_Page:_
Augst, Daemgen and Korn and their two guests researched extensively for this project and ultimately chose fifteen pieces and texts for their purposes, which they revived artistically in their own way. Their interpretation of the problematic repertoire comes about far from historical performance techniques. Former celebrating occurs only as a citation in the best case, the romantic emphasis is missing (mostly), and in its place appears mourning as gesture and collage and cut as technique.
Some lines of text fall through the grid, their meaning condensed, refrain and strophes are sometimes ripped from different originals and are clamped together in the remix. The megaphone, formerly an instrument of socialist agitation, delivers here a moment of defamiliarization. Mottoes of socialistic mass culture sound distorted, consciously overloaded, only understandable in fragments, as if their difficult tradition were composed like a parable.

Oui, ce ne sont pas des rigolos, mais

There are reasons that the lived past in East Germany is demonized, extinguished and may only return medially in nostalgic forms. Marx attempt to work against such a new kind of taboo. Comparable with Sigmund Freud’s work of mourning, critical observation and contention take place subjectively on this Concept-CD.

Et je vous ai même trouvé un lien pour écouter ce que ça donne (commencez par le 1 et le 9). Oui, vous trouverez ça… bizarre

Autre conseil musical de ce jour : toujours allemand mais dans un tout autre style. l’album s’appelle… Neue Heimat : compilation consacrée au renouveau de l’électro, électro-pop, lounge, etc allemandes (Ellen Alien, Miss Kittin, Peter Licht, Ian Pooley, et Jazzanova pour les plus connus).

Éléments stockés d'une collection
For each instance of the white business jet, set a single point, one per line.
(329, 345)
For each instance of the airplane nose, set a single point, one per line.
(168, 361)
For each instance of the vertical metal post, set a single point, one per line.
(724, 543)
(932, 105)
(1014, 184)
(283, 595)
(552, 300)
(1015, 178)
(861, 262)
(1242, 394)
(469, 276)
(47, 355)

==

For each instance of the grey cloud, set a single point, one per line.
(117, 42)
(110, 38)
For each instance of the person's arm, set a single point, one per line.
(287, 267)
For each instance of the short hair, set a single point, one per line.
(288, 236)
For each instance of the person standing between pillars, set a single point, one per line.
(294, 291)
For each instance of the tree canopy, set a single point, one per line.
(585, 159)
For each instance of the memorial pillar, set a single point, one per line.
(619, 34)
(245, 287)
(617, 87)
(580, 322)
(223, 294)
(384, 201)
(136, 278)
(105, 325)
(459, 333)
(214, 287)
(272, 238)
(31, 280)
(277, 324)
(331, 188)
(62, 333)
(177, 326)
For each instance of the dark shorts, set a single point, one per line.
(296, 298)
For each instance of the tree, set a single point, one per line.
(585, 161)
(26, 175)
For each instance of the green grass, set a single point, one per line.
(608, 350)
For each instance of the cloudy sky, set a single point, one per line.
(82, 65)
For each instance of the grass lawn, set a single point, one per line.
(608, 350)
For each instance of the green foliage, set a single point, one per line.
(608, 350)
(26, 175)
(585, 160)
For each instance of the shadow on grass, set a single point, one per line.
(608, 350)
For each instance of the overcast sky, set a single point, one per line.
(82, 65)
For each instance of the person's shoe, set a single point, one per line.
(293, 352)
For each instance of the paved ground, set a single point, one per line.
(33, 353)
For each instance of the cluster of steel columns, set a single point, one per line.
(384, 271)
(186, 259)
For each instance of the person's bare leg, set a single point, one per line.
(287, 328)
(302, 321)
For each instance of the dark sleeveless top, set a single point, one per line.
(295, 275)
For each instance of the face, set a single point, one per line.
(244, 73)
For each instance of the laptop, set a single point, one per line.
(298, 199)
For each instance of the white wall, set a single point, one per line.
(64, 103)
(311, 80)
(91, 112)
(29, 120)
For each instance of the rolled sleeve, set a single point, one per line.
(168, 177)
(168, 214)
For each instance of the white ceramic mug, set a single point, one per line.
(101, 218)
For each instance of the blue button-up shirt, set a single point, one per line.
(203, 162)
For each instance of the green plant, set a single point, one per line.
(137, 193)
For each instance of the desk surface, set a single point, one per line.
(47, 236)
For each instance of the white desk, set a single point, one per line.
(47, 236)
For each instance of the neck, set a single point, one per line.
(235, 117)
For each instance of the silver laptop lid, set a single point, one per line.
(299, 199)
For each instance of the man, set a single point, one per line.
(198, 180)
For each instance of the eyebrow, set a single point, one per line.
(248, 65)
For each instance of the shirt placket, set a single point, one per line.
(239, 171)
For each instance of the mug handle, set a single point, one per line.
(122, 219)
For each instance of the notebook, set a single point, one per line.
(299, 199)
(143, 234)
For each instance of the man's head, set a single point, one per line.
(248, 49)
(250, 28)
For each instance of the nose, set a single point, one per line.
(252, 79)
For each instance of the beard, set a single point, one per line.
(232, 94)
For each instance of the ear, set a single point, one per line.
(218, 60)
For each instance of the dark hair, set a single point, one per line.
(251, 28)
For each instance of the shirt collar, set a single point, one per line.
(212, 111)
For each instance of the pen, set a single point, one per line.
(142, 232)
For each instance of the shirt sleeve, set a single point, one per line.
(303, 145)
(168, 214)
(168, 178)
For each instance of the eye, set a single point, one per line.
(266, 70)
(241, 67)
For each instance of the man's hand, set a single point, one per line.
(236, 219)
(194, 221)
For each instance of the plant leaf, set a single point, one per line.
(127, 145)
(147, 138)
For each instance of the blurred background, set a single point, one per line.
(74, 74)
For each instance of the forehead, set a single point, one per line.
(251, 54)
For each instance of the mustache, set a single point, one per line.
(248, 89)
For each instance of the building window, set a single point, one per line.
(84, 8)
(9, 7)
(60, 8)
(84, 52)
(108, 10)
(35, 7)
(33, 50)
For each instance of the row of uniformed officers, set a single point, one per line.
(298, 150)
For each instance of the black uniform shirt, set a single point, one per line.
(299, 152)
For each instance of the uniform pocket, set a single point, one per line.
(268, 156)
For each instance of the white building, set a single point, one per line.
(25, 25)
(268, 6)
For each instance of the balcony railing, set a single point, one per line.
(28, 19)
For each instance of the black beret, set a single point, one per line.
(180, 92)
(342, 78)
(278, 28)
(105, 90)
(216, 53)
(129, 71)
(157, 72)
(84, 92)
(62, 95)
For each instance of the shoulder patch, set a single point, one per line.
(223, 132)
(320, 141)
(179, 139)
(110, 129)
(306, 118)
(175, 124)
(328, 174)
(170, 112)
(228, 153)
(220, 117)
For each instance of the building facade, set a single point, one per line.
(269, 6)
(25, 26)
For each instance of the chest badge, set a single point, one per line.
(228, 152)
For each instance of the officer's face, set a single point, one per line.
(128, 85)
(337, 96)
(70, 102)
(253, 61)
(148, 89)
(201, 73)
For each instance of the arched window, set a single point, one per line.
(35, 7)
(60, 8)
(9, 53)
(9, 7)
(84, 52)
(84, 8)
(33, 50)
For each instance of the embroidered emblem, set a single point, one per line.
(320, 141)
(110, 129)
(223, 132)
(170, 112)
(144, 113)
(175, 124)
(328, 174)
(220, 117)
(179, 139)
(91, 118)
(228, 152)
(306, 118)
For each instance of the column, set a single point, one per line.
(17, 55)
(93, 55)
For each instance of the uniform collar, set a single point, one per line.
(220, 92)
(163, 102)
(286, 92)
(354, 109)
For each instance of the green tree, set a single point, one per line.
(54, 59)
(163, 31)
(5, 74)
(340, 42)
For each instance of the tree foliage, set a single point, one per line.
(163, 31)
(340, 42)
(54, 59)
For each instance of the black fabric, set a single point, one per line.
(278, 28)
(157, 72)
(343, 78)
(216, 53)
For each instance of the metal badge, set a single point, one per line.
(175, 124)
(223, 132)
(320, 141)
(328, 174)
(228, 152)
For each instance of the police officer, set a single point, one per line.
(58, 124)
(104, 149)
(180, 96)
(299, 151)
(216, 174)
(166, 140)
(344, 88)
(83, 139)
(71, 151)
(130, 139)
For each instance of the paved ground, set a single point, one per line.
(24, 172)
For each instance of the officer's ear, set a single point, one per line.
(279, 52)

_Consigne:_
Poursuivez la page sur les albums de musique allemande à partir de sa dernière phrase. Les lignes n'interviennent pas dans ce travail.

_Résultat final:_
Mon Aufklärung

Cela a sans doute commencé le 6 mai 2006. Ce soir-là, sous un châpiteau installé au Botanique, Hallo Kosmo*, Das Bierbeben et T. Raumschmiere devaient se succéder pour préparer la venue de Vitalic. Si ce n’est Vitalic, que je m’apprêtais très fébrilement à revoir, je ne connaissais pas réellement les groupes amenés à chanter, comme leur nom le laisse entendre, en allemand.

Pour moi, la musique teutonne se résumait à Meat Loaf, The Scorpions, quelques obscurs groupes (post-)punks (Feeling B**, par exemple) et, pour sauver l’honneur germain, à Einstürzende Neubauten et Kraftwerk (profond respect mais inaudible à mes oreilles). J’oubliais : Nena et ses 99 Luftballons. Et puis, l’allemand imaginais-je, avais déjà somatisé et traumatisé, c’est moche. C’est sûr que quand tu entends les méchants Allemands dans les films de guerre américains doublés en français (ils gardent leur accent de salauds) ou dans les comédies du style 7è Compagnie, ça donne pas envie d’écouter leurs chansons. Mon cerveau avait donc imprimé que les mélodies Outre-Rhin se résumaient à de l’électro minimaliste emmerdante, du hard rock passé de mode depuis bien longtemps et enfin des lieder munichois réactionnaires pour racistes aryens en culotte de peau. Seuls résistaient quelques punks qui n’avaient même plus le Chaostage pour s’exprimer et s’approchaient petit à petit du (ca-)niveau politique de Joey Ramone. Seul comptait donc Vitalic.


Das Bierbeben

Cela a été une surprise. Energie électro-punk avec T. Raumschmiere, rendant le pogo obligatoire, mais aussi et surtout une langue en harmonie avec la musique de Das Bierbeben et de Hallo Kosmo. Heureusement. Parce que si on ne comprend pas la langue il reste à espérer que celle-ci puisse se marier avec la musique. Pas comme le rap en italien ou le métal en flamand (et d’expérience, le métal flamand sonne encore mieux que le rap italien) . Et l’harmonie que j’évoque représente tout autre chose que ein zwei polizei. Au contraire, disons que douceur et lascivité s’en dégageaient, accompagnées d’une sorte de résistance passive et pacifiste. Mais le mieux est sans doute de les écouter, parce que j’ai le sentiment d’évoquer Bob Dylan . Allez, donc voir les divers liens de ce texte.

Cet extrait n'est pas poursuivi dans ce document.